- [Problem statement]: Find every line of the material below that contains the word "gear", and copy each of those lines in full.

##### Input rows #####

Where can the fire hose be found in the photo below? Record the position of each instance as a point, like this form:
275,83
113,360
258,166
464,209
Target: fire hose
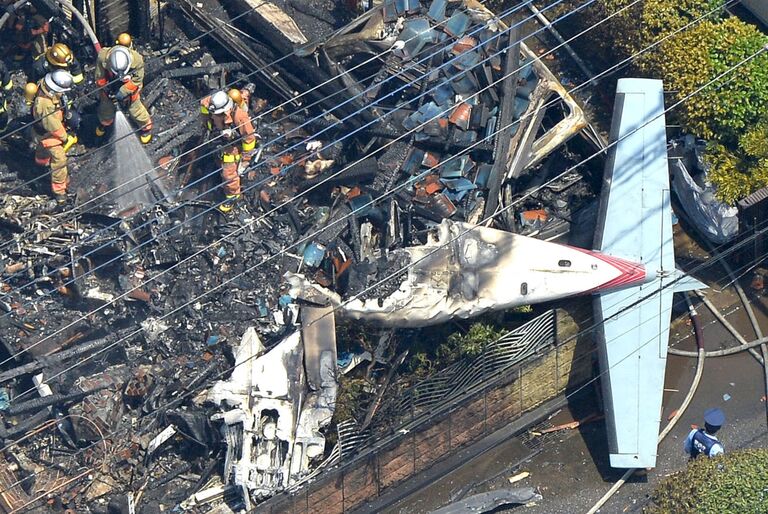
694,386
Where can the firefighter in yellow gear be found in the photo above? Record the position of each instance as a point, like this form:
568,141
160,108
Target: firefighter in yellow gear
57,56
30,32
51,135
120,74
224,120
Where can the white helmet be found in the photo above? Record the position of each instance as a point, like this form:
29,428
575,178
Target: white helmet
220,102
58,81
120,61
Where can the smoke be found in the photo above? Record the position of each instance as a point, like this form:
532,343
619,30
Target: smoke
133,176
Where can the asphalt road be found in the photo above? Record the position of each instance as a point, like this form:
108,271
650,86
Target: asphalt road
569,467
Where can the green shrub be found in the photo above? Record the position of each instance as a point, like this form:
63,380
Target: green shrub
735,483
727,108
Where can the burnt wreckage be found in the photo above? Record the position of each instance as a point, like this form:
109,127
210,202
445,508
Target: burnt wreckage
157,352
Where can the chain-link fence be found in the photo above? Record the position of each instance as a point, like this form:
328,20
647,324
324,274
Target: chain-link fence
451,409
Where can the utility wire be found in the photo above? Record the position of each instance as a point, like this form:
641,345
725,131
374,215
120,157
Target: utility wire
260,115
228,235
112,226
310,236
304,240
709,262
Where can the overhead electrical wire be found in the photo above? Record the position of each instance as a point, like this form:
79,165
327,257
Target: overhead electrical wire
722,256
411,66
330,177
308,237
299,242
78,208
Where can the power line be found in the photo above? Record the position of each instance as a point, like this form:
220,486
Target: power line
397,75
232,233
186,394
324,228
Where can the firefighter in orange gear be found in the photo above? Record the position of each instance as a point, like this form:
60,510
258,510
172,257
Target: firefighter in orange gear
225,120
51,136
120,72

#####
##### Input rows #####

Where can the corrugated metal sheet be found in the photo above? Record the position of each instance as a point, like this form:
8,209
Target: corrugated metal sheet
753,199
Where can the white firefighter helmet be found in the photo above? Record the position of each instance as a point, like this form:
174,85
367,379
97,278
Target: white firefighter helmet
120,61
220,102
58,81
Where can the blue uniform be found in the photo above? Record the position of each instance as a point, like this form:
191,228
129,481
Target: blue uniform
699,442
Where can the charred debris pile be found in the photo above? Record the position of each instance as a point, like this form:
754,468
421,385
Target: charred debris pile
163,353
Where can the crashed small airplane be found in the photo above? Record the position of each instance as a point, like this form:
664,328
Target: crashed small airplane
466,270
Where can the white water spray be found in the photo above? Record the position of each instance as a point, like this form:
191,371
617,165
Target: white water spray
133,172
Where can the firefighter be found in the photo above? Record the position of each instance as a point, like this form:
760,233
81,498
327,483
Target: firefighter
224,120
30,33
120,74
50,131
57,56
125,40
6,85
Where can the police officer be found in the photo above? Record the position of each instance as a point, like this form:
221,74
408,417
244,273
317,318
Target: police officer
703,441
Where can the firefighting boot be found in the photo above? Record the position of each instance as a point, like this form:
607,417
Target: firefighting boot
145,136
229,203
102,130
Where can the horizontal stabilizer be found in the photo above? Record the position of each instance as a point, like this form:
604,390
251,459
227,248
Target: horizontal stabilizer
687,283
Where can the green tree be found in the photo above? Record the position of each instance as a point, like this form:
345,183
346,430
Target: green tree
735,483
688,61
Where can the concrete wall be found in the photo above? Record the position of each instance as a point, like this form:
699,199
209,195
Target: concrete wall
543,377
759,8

#####
##### Input rows #####

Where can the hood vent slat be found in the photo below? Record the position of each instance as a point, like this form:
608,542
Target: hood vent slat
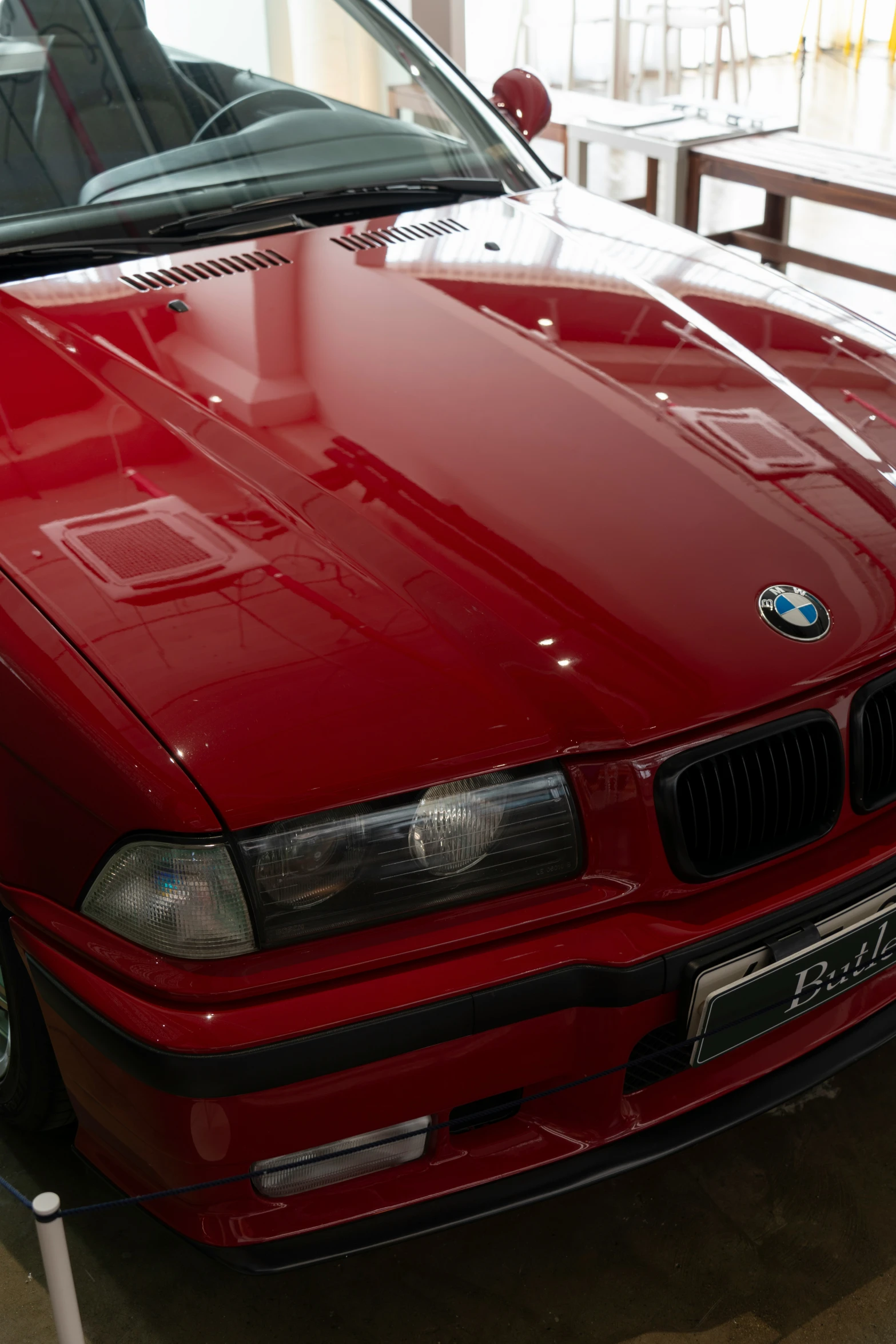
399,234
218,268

#####

- [Answer to the problem]:
Where can the firefighter in yellow gear be found in the photo above? Record the position of each instance as a point, like this form:
Target: firefighter in yellow gear
Where can the firefighter in orange gear be found in the photo above? Record the position of each instance as a point, like this form:
Target: firefighter in orange gear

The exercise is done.